Problem details >>
Please count the lines in the records below that contain the string "distant", with case mattering, and reply with only that number.

Data for this task >>
________________________

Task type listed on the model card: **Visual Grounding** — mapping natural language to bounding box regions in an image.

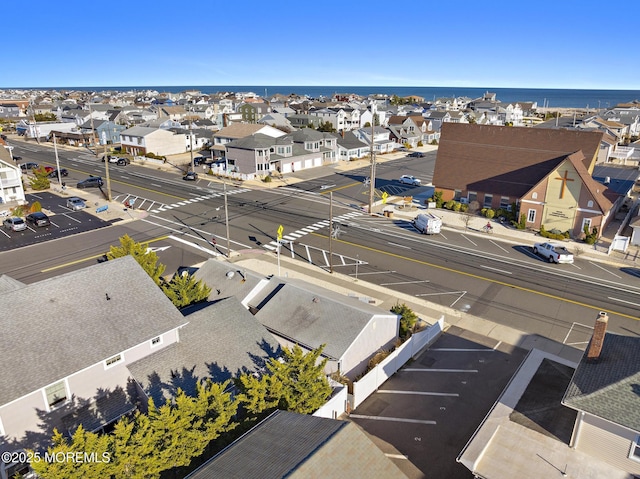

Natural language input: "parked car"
[533,243,573,264]
[49,168,69,178]
[25,211,51,226]
[102,155,131,166]
[2,216,27,231]
[398,175,421,186]
[67,196,87,210]
[20,161,39,173]
[76,176,104,189]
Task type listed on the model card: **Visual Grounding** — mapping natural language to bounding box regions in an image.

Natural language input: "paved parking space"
[350,327,526,479]
[0,192,113,251]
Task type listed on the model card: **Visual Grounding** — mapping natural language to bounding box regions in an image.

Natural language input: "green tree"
[391,303,418,338]
[238,344,331,414]
[318,121,336,133]
[107,235,166,285]
[161,273,211,308]
[29,166,51,191]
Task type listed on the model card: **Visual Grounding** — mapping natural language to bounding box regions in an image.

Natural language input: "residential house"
[194,259,400,379]
[211,123,286,159]
[0,103,20,118]
[457,312,640,479]
[127,298,280,405]
[120,126,189,156]
[0,146,26,206]
[562,312,640,476]
[236,102,271,123]
[225,128,338,175]
[0,256,188,458]
[80,120,126,145]
[187,411,406,479]
[422,110,452,132]
[433,123,617,237]
[248,277,399,379]
[336,131,371,161]
[353,126,398,154]
[256,112,294,131]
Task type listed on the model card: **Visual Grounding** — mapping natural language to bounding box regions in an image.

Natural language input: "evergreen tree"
[162,274,211,308]
[107,235,165,285]
[239,345,331,414]
[29,166,51,191]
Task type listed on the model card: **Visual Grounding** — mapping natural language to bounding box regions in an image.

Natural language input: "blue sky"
[5,0,640,90]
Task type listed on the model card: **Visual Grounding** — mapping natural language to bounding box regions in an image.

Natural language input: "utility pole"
[329,191,333,273]
[222,180,231,258]
[369,115,376,215]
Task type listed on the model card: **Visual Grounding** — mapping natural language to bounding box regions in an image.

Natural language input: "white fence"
[350,316,444,409]
[313,386,349,419]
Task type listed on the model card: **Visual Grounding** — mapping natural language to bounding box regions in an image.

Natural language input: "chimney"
[587,311,609,361]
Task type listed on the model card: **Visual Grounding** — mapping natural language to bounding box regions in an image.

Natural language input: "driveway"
[350,326,527,479]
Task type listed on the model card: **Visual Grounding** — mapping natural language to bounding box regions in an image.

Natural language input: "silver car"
[2,216,27,231]
[67,196,87,210]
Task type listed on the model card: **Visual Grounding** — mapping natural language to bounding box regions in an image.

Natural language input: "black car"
[76,176,104,189]
[18,162,39,173]
[26,211,51,226]
[48,168,69,178]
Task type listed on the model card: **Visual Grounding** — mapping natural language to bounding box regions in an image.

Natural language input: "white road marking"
[480,264,513,274]
[377,389,460,397]
[589,261,622,278]
[349,414,437,424]
[402,368,478,373]
[607,296,640,306]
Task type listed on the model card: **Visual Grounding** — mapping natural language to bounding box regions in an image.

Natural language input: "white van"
[412,213,442,235]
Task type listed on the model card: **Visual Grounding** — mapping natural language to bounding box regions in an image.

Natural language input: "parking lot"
[0,192,113,251]
[350,327,526,479]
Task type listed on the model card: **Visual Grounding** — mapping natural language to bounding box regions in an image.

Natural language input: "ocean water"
[42,85,640,109]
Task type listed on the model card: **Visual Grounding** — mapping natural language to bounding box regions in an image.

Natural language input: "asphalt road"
[5,139,640,347]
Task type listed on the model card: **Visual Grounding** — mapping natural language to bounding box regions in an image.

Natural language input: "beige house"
[120,126,188,156]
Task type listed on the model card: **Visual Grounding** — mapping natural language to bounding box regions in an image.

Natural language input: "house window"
[104,354,122,369]
[44,381,67,409]
[629,436,640,461]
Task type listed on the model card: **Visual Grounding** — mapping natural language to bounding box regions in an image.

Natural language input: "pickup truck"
[533,243,573,264]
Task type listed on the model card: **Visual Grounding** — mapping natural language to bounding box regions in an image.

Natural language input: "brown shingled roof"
[433,123,602,197]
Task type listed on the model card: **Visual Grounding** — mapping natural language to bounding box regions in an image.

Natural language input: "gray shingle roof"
[187,411,406,479]
[562,333,640,433]
[250,277,396,359]
[128,298,279,404]
[0,256,186,405]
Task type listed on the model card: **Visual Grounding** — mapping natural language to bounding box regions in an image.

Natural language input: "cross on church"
[555,170,573,199]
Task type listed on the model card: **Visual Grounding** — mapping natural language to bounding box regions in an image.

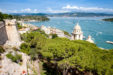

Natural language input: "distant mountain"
[9,12,113,17]
[48,12,113,17]
[103,18,113,22]
[11,13,47,16]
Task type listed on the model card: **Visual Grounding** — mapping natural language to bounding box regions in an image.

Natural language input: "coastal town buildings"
[72,23,94,43]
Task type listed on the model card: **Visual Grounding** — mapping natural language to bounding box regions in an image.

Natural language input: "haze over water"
[27,17,113,49]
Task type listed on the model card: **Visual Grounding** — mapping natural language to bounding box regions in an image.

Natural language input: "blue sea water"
[26,17,113,49]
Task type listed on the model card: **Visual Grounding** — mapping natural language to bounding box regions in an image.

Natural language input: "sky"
[0,0,113,13]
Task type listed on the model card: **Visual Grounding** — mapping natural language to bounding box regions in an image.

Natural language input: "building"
[86,35,94,43]
[40,25,65,37]
[72,23,83,40]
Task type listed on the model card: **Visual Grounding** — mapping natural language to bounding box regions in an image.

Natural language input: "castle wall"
[0,22,8,45]
[4,19,21,46]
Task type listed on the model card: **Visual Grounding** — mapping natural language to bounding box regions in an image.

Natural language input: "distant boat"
[106,41,113,44]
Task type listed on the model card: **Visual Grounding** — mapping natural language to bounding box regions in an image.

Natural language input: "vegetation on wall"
[20,31,113,75]
[0,12,13,21]
[0,12,49,21]
[6,53,22,63]
[103,18,113,22]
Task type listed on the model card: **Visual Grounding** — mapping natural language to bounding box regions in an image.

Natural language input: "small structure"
[40,25,65,37]
[72,23,83,40]
[86,35,94,43]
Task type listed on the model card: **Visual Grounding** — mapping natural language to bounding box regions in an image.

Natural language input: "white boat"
[106,41,113,44]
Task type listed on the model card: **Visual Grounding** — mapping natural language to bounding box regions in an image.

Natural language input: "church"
[71,23,94,43]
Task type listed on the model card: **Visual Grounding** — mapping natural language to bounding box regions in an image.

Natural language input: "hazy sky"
[0,0,113,13]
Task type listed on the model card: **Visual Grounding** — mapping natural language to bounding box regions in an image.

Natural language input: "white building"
[72,23,83,40]
[86,35,94,43]
[40,25,65,37]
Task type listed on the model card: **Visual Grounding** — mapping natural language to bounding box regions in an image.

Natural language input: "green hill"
[103,18,113,22]
[20,30,113,75]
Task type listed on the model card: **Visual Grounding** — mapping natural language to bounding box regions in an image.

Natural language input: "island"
[102,18,113,22]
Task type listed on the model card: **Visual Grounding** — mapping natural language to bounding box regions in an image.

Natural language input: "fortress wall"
[4,19,21,46]
[6,25,20,43]
[0,22,8,45]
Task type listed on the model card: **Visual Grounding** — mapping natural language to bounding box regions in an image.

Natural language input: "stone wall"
[4,19,21,47]
[0,22,8,45]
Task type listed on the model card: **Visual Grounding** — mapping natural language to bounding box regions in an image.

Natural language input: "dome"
[74,23,81,30]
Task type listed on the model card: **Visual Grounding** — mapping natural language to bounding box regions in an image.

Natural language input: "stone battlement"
[0,19,21,47]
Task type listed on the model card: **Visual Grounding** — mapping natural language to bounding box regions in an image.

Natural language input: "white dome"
[74,23,81,30]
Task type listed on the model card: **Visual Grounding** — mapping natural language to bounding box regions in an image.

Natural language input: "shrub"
[0,46,5,53]
[6,53,22,63]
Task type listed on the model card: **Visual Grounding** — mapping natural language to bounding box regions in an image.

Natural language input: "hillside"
[20,30,113,75]
[10,12,113,17]
[103,18,113,22]
[0,12,49,21]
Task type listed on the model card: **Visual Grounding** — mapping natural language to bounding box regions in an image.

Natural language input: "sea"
[25,17,113,49]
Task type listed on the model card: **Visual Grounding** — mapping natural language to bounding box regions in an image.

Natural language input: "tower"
[72,23,83,40]
[86,35,94,43]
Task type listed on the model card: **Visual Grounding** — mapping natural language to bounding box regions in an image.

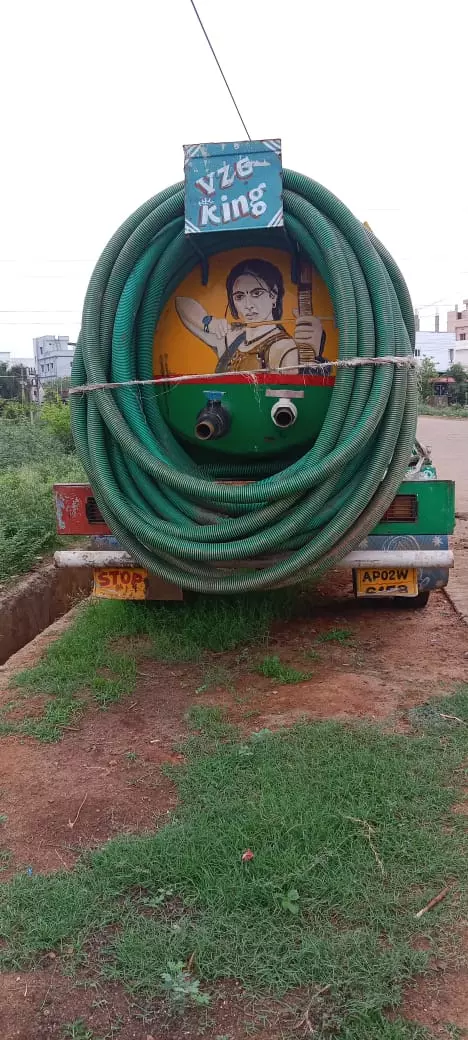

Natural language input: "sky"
[0,0,468,357]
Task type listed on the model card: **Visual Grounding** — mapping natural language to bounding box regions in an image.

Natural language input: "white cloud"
[0,0,468,355]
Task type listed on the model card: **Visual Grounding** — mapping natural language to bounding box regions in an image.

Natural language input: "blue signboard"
[184,137,283,235]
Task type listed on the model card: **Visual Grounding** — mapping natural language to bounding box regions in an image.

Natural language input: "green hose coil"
[70,171,417,593]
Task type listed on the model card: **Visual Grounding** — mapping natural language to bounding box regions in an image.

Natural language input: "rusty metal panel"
[54,484,110,535]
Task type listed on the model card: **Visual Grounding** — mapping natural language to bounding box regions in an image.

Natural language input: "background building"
[414,332,455,372]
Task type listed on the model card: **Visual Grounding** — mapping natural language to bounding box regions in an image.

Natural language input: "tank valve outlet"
[271,397,297,430]
[196,400,231,441]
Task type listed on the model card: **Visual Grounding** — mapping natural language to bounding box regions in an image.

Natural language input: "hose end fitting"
[194,400,231,441]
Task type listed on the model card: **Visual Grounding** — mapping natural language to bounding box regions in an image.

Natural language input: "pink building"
[447,300,468,342]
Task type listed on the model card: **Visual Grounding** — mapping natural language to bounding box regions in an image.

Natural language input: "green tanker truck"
[55,139,454,605]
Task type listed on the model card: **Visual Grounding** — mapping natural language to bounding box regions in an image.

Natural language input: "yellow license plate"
[356,567,418,599]
[94,567,148,599]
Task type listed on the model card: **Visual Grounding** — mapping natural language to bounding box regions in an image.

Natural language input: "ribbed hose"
[70,171,417,593]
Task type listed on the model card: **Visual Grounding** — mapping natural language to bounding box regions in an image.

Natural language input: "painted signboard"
[184,137,283,235]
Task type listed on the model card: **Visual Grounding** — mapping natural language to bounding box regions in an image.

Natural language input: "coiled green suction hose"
[71,171,417,593]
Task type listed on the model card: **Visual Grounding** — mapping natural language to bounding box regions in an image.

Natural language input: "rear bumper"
[355,535,453,592]
[54,548,453,574]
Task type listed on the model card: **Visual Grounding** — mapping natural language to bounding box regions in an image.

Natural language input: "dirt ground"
[0,419,468,1040]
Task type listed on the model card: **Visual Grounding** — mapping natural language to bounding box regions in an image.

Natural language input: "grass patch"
[196,664,237,694]
[0,687,468,1040]
[0,593,296,742]
[317,628,354,646]
[257,654,312,684]
[0,419,83,581]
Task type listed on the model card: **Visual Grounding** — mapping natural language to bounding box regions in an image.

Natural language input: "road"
[418,415,468,624]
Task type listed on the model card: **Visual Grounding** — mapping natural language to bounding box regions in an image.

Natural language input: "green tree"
[418,358,439,400]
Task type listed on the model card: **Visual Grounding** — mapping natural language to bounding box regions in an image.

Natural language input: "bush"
[0,454,83,580]
[0,418,83,581]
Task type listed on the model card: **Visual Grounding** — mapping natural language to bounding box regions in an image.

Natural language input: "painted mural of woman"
[176,260,326,372]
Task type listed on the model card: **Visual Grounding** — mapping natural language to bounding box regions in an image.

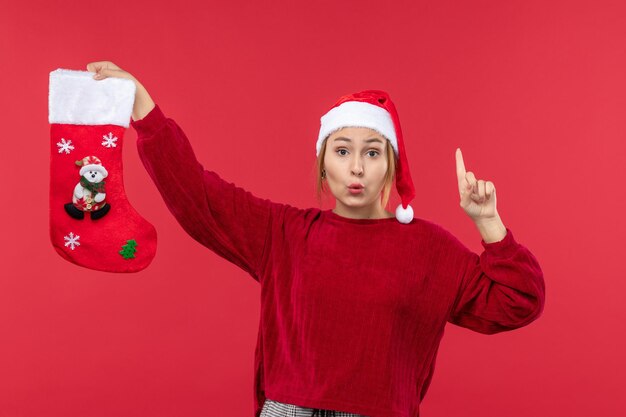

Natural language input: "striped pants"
[260,398,366,417]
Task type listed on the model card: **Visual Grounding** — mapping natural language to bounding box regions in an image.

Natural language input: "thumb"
[93,67,111,80]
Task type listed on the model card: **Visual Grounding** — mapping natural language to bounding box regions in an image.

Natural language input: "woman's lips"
[348,185,363,194]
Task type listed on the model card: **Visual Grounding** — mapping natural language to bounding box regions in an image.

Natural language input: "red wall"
[0,0,626,417]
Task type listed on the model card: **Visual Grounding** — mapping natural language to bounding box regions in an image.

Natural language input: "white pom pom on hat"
[315,90,415,224]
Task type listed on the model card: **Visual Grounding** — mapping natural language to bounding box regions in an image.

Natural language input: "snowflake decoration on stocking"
[102,132,117,148]
[57,138,74,153]
[63,232,80,250]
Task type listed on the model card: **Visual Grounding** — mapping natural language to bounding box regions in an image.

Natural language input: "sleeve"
[131,105,282,281]
[448,228,545,334]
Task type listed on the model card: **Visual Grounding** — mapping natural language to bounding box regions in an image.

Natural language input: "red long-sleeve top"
[131,105,545,417]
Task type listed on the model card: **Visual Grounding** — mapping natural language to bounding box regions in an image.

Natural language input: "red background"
[0,0,626,417]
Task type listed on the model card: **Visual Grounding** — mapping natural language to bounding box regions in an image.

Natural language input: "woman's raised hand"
[456,148,498,221]
[87,61,155,120]
[87,61,139,83]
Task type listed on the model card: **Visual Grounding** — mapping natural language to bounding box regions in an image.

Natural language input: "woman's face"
[324,127,389,218]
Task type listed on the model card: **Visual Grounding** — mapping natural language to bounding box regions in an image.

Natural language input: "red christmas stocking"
[48,68,157,272]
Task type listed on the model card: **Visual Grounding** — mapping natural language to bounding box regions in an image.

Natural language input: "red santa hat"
[316,90,415,224]
[76,156,109,178]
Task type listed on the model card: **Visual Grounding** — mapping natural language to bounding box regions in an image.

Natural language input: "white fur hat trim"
[315,101,398,155]
[48,68,137,127]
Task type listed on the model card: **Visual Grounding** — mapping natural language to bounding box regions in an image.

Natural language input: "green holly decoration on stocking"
[120,239,137,259]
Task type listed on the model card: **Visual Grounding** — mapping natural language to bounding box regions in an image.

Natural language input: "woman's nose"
[352,158,363,175]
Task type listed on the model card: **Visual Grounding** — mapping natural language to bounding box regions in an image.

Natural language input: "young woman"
[87,61,545,417]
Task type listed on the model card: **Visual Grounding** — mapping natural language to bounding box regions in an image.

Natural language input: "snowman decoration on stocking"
[65,156,111,220]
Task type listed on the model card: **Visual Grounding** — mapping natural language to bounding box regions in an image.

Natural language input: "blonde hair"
[315,137,397,209]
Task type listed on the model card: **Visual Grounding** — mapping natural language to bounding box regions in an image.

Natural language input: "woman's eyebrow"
[335,136,383,143]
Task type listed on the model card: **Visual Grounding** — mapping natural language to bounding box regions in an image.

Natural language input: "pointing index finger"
[456,148,465,182]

________________________

Expected answer >>
2